● **QUOTED PASSAGE**
┌──

What do you get when you take a Southern Pentecostal minister, a polyandrous young woman, a homeless ex-con, along with a dozen assorted other characters and put them on a small plot of land to live together in harmony? If your answer is utopia, then you would be wrong. But if your answer is Utopia, then you must follow the machinations of broadcast networks as they churn out the latest iterations of reality television.

Utopia comes to us courtesy of Fox, one of a slate of new fall shows. It takes tried-and-true reality show tropes found on Survivor, Big Brother, and even aspects of The Bachelor, and ratchets everything up several notches by creating what the producers tout as a new kind of social experiment. Take 15 willing participants, give them a property stocked with the basics: a pond, land for growing food, cows, chickens, and a large shed for shelter, and expect these people to build a society with only these tools. Theoretically, these tools include life skills and a sense of shared humanity and hard work.

└──

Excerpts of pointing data
┌──

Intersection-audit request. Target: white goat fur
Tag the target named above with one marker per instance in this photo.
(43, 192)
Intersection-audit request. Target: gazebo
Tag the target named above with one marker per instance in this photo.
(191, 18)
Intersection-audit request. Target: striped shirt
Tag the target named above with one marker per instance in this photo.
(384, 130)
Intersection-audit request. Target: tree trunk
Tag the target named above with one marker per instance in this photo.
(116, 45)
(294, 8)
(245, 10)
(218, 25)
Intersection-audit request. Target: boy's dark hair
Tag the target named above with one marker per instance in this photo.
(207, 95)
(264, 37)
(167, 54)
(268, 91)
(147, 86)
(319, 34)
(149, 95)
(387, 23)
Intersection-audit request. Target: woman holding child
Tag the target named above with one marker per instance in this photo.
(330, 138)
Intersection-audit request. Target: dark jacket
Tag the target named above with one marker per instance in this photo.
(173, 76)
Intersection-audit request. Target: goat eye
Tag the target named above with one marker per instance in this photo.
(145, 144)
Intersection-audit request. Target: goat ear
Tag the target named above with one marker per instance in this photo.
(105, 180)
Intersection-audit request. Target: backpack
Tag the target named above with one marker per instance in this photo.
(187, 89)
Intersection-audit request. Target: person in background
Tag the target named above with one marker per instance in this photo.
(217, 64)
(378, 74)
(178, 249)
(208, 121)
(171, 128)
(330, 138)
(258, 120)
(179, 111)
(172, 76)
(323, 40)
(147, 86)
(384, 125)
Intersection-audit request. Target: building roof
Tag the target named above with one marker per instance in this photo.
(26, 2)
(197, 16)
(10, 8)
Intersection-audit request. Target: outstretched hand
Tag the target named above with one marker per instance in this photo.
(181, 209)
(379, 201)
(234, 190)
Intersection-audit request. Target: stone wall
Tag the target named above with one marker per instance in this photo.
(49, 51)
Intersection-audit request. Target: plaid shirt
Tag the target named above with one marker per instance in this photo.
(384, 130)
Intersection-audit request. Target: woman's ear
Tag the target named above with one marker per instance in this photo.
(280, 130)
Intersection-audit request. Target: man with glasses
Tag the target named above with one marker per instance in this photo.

└──

● **REQUEST A**
In the review of the Fox show Utopia, how many participants are placed on the property?
● **REQUEST B**
Please resume the review of the Fox show Utopia, starting right after its final sentence.

● **TASK OUTPUT A**
15 participants.

● **TASK OUTPUT B**
In actuality, the cast members of Utopia represent a down-market version of America’s fabled melting pot. This particular melting pot includes a lot of melting down, albeit of the mental variety. Along with threats of violence over, say, the matter of one faction of this society (yes, there are already factions) eating another faction’s bananas.

This incident took place on the show just five days into the year-long project. Apparently, bananas were borrowed with the promise that they would be replaced the next day, only it didn’t quite work out that way. Then, of course, it became a matter of integrity as well as sustenance, since food is hard to come by in Utopia. If only the members of this utopia had managed to set up a judicial system before the banana kerfuffle, litigation would have ensued. As it was, threats of violence had to suffice. Like all nascent, primitive societies, shouting and throwing things trumps a sense of order (just ask any mother), and Utopia has a long way to go before a claim to civilization can be made.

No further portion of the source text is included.